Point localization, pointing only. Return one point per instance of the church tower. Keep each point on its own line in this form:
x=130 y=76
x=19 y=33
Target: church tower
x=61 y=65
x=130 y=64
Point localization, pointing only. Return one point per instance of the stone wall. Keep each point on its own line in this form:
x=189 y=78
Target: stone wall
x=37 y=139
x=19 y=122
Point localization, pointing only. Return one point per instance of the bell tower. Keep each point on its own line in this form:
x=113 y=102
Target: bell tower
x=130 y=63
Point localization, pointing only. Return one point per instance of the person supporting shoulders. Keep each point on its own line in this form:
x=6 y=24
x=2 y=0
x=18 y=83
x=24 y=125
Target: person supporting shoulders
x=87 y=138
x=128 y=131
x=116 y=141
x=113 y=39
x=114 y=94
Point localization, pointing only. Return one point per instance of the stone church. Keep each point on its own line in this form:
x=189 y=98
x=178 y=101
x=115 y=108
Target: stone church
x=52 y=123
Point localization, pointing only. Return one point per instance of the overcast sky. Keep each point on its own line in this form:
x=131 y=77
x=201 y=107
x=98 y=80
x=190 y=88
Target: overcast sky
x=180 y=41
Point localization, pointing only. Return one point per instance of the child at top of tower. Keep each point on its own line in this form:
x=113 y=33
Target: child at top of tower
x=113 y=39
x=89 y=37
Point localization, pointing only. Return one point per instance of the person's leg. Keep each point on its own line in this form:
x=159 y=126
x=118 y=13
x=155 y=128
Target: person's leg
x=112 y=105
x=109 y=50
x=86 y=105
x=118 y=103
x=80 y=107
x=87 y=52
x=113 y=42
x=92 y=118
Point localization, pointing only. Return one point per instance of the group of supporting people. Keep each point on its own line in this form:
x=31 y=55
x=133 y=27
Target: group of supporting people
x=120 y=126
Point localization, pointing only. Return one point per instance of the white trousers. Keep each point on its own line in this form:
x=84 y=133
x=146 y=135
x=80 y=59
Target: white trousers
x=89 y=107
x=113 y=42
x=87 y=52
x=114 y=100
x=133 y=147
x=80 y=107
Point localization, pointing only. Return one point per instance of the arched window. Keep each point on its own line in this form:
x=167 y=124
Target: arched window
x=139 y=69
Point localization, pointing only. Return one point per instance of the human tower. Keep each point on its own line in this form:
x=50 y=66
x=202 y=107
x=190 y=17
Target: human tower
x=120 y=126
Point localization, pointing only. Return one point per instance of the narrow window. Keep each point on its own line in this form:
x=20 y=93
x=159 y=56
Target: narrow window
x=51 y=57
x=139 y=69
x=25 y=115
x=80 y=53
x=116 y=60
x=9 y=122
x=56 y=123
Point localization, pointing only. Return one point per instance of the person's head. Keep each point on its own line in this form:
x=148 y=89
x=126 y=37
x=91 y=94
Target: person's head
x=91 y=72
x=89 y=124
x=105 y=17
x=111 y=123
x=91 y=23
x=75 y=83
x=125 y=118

****************************************

• _Set task_
Retype the material in full. Each word must match.

• _Output for this exercise_
Point localization, pointing only. Return one point per instance of the church tower. Keep each point on its own line in this form:
x=130 y=76
x=19 y=33
Target: church tower
x=61 y=65
x=130 y=64
Point localization, pointing only. Return one point per instance of the stone wall. Keep each point on its own line in this form:
x=189 y=78
Target: stone wall
x=37 y=139
x=19 y=122
Point localization, pointing only. Return one point per instance of the bell tower. Keep each point on its own line in this form:
x=113 y=102
Target: bell tower
x=130 y=63
Point localization, pointing only. Return one point per instance of the person supporting shoulders. Keep each point on its own line in this form:
x=6 y=24
x=2 y=0
x=18 y=83
x=24 y=125
Target: person supporting shoulders
x=87 y=138
x=128 y=131
x=116 y=141
x=113 y=39
x=114 y=94
Point localization, pointing only. Return one point per instance of the stone church. Keep each point on its own line in this form:
x=189 y=98
x=178 y=101
x=115 y=108
Target: stone church
x=52 y=123
Point localization, pointing only. Return one point per instance of the overcast sky. Keep each point on its own line in this form:
x=131 y=77
x=201 y=107
x=98 y=80
x=190 y=88
Target: overcast sky
x=180 y=41
Point localization, pointing only. Return one point per instance of the child at top of tower. Keep each point on its own line in this form:
x=113 y=33
Target: child at top of tower
x=113 y=39
x=89 y=37
Point localization, pointing only. Return one point per instance of the person's leg. Keep each point on its own line in this form:
x=159 y=126
x=118 y=13
x=155 y=128
Target: person's leg
x=112 y=105
x=109 y=50
x=86 y=105
x=118 y=103
x=80 y=107
x=87 y=52
x=113 y=42
x=92 y=118
Point localization, pointing only. Return one point per instance of the group of supporting people. Keep each point on its own line in this form:
x=31 y=55
x=133 y=27
Target: group of supporting people
x=120 y=126
Point localization, pointing only. Return one point per instance of the white trousers. Keep each point on its own line in this form:
x=84 y=133
x=146 y=135
x=80 y=59
Target: white trousers
x=89 y=107
x=113 y=42
x=87 y=52
x=114 y=100
x=133 y=147
x=80 y=107
Point localization, pointing only. Return one point per instance of the arched window. Keep each point on its own line in this form:
x=167 y=124
Target: arched window
x=139 y=69
Point localization, pointing only. Return one point per instance of the human tower. Keep each point on its own line in this form:
x=50 y=66
x=202 y=107
x=190 y=17
Target: human tower
x=120 y=126
Point localization, pointing only. Return one point per instance of the narrow window. Keep each point on its own line in this form:
x=20 y=93
x=159 y=56
Target: narrow window
x=51 y=57
x=139 y=69
x=25 y=115
x=80 y=53
x=116 y=60
x=9 y=122
x=56 y=123
Point localization, pointing only. Return one point per instance of the person's head. Keep each point on its own line in this form:
x=148 y=89
x=126 y=37
x=91 y=94
Target: person's head
x=91 y=72
x=89 y=124
x=105 y=17
x=111 y=123
x=91 y=23
x=75 y=83
x=125 y=118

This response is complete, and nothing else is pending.